[START RECORDS TO PROCESS]

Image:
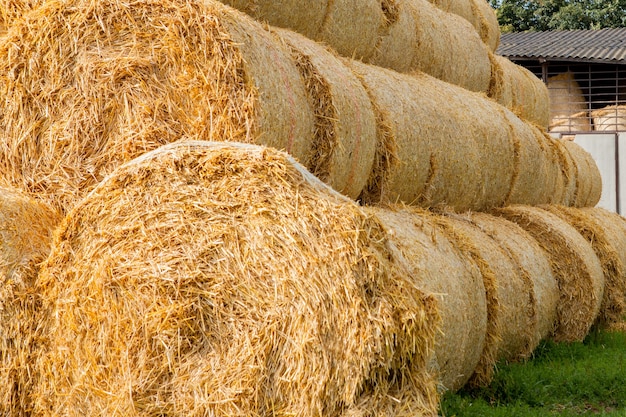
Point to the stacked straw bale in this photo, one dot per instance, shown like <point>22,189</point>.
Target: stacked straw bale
<point>518,89</point>
<point>122,79</point>
<point>403,35</point>
<point>439,267</point>
<point>574,264</point>
<point>479,14</point>
<point>534,267</point>
<point>351,27</point>
<point>605,232</point>
<point>223,279</point>
<point>511,306</point>
<point>345,137</point>
<point>446,150</point>
<point>443,45</point>
<point>588,188</point>
<point>26,227</point>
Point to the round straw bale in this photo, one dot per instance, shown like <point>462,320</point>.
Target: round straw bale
<point>574,264</point>
<point>510,296</point>
<point>286,14</point>
<point>518,89</point>
<point>26,227</point>
<point>479,14</point>
<point>439,267</point>
<point>605,232</point>
<point>223,279</point>
<point>353,27</point>
<point>534,268</point>
<point>448,48</point>
<point>487,23</point>
<point>588,178</point>
<point>122,79</point>
<point>345,136</point>
<point>448,152</point>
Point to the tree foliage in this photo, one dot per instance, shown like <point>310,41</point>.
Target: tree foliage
<point>539,15</point>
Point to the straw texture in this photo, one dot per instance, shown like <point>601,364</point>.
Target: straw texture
<point>223,279</point>
<point>534,267</point>
<point>588,178</point>
<point>510,295</point>
<point>447,151</point>
<point>518,89</point>
<point>574,264</point>
<point>26,227</point>
<point>345,137</point>
<point>604,230</point>
<point>439,267</point>
<point>479,14</point>
<point>94,84</point>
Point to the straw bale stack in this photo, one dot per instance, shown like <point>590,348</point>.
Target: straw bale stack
<point>518,89</point>
<point>90,95</point>
<point>605,232</point>
<point>509,291</point>
<point>345,138</point>
<point>448,152</point>
<point>534,267</point>
<point>440,44</point>
<point>26,227</point>
<point>574,264</point>
<point>307,20</point>
<point>588,178</point>
<point>223,279</point>
<point>439,267</point>
<point>351,27</point>
<point>479,14</point>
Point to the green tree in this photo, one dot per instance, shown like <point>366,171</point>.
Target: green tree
<point>535,15</point>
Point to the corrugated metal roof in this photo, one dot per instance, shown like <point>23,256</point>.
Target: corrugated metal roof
<point>602,45</point>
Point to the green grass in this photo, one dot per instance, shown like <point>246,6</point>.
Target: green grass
<point>565,379</point>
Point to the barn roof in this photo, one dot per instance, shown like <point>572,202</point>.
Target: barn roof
<point>602,45</point>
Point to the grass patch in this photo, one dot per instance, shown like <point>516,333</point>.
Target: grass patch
<point>561,379</point>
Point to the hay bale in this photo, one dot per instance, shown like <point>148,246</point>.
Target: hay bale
<point>345,136</point>
<point>533,175</point>
<point>588,178</point>
<point>223,279</point>
<point>123,79</point>
<point>534,268</point>
<point>448,48</point>
<point>352,27</point>
<point>511,317</point>
<point>604,230</point>
<point>574,264</point>
<point>440,44</point>
<point>439,267</point>
<point>448,152</point>
<point>518,89</point>
<point>26,227</point>
<point>487,23</point>
<point>11,10</point>
<point>479,14</point>
<point>611,118</point>
<point>307,20</point>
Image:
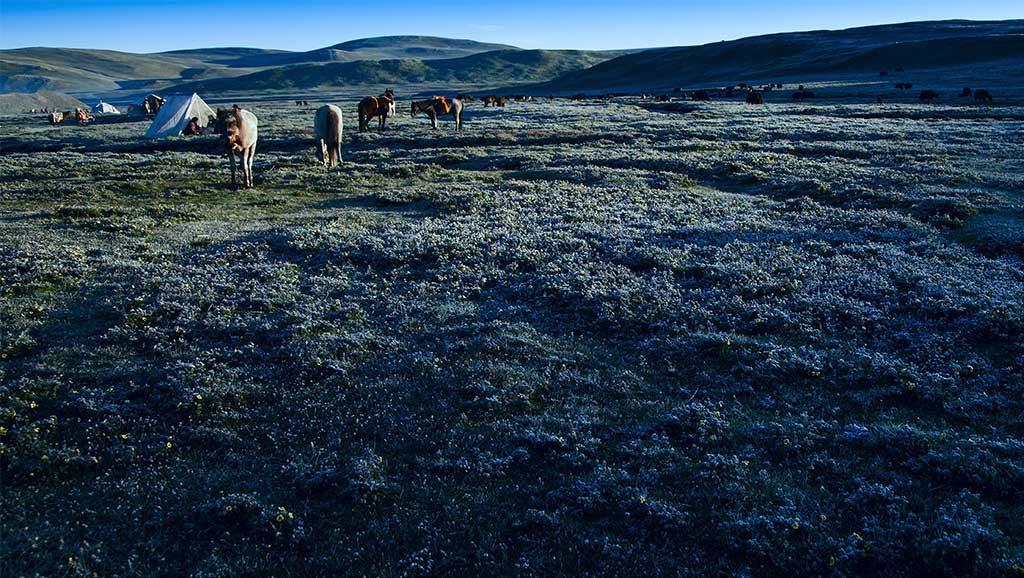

[END RECORDS TO PROCESS]

WHAT THE TASK REQUIRES
Render every one of these lines as a Markdown table with the columns Row and Line text, leaving out blank lines. Omit the pictures from your answer.

PROBLEM SOLUTION
| Row | Line text |
|---|---|
| 1 | Image: |
| 2 | Point to the stacked straw bale in this photo, one dot per instance, shown like <point>22,189</point>. |
| 3 | Target: stacked straw bale |
| 4 | <point>518,89</point> |
| 5 | <point>122,79</point> |
| 6 | <point>403,35</point> |
| 7 | <point>439,267</point> |
| 8 | <point>574,264</point> |
| 9 | <point>479,14</point> |
| 10 | <point>534,267</point> |
| 11 | <point>351,27</point> |
| 12 | <point>605,232</point> |
| 13 | <point>223,279</point> |
| 14 | <point>511,306</point> |
| 15 | <point>345,137</point> |
| 16 | <point>446,150</point> |
| 17 | <point>443,45</point> |
| 18 | <point>588,188</point> |
| 19 | <point>26,227</point> |
| 20 | Point to the round straw bale in this photo, one dot per instance, shown like <point>462,320</point>. |
| 21 | Target: round straw bale |
| 22 | <point>574,264</point> |
| 23 | <point>510,296</point> |
| 24 | <point>286,14</point> |
| 25 | <point>518,89</point> |
| 26 | <point>26,227</point> |
| 27 | <point>479,14</point> |
| 28 | <point>439,267</point> |
| 29 | <point>605,232</point> |
| 30 | <point>223,279</point> |
| 31 | <point>353,27</point> |
| 32 | <point>534,268</point> |
| 33 | <point>448,48</point> |
| 34 | <point>487,23</point> |
| 35 | <point>588,178</point> |
| 36 | <point>122,79</point> |
| 37 | <point>345,136</point> |
| 38 | <point>448,152</point> |
| 39 | Point to the tree foliage in this photo, one dot per instance, shown like <point>310,41</point>. |
| 40 | Target: tree foliage |
| 41 | <point>539,15</point> |
| 42 | Point to the straw texture in this photo, one dot per instance, shown like <point>601,364</point>. |
| 43 | Target: straw texture |
| 44 | <point>223,279</point> |
| 45 | <point>534,267</point> |
| 46 | <point>588,178</point> |
| 47 | <point>510,295</point> |
| 48 | <point>447,151</point> |
| 49 | <point>518,89</point> |
| 50 | <point>574,264</point> |
| 51 | <point>26,227</point> |
| 52 | <point>345,137</point> |
| 53 | <point>604,230</point> |
| 54 | <point>439,267</point> |
| 55 | <point>479,14</point> |
| 56 | <point>94,84</point> |
| 57 | Point to the straw bale stack in this photo, one dot per instance, shown like <point>590,348</point>. |
| 58 | Target: straw bale stack |
| 59 | <point>518,89</point> |
| 60 | <point>90,95</point> |
| 61 | <point>605,232</point> |
| 62 | <point>509,291</point> |
| 63 | <point>345,138</point> |
| 64 | <point>448,152</point> |
| 65 | <point>534,267</point> |
| 66 | <point>440,44</point> |
| 67 | <point>26,227</point> |
| 68 | <point>574,264</point> |
| 69 | <point>307,20</point> |
| 70 | <point>588,178</point> |
| 71 | <point>223,279</point> |
| 72 | <point>439,267</point> |
| 73 | <point>351,27</point> |
| 74 | <point>479,14</point> |
| 75 | Point to the green tree in this photo, one dot per instance, shown like <point>366,171</point>. |
| 76 | Target: green tree |
| 77 | <point>535,15</point> |
| 78 | Point to the corrugated metal roof in this photo, one dot per instance, shown like <point>23,256</point>. |
| 79 | Target: corrugated metal roof |
| 80 | <point>602,45</point> |
| 81 | Point to the green grass in this photo, one dot per instance, shown like <point>246,6</point>. |
| 82 | Target: green grass |
| 83 | <point>565,379</point> |
| 84 | Point to the barn roof in this photo, one dot per instance, shown like <point>572,202</point>. |
| 85 | Target: barn roof |
| 86 | <point>602,45</point> |
| 87 | Point to the grass patch in this photo, one dot per instance, shown like <point>516,333</point>. |
| 88 | Target: grass patch |
| 89 | <point>561,379</point> |
| 90 | Point to the hay bale in this photo, one dot per instance, shown like <point>148,246</point>. |
| 91 | Target: hay bale |
| 92 | <point>345,136</point> |
| 93 | <point>533,175</point> |
| 94 | <point>588,178</point> |
| 95 | <point>223,279</point> |
| 96 | <point>123,79</point> |
| 97 | <point>534,268</point> |
| 98 | <point>448,48</point> |
| 99 | <point>352,27</point> |
| 100 | <point>511,317</point> |
| 101 | <point>604,230</point> |
| 102 | <point>574,264</point> |
| 103 | <point>440,44</point> |
| 104 | <point>439,267</point> |
| 105 | <point>448,152</point> |
| 106 | <point>518,89</point> |
| 107 | <point>26,227</point> |
| 108 | <point>487,23</point> |
| 109 | <point>11,10</point> |
| 110 | <point>479,14</point> |
| 111 | <point>611,118</point> |
| 112 | <point>307,20</point> |
| 113 | Image: |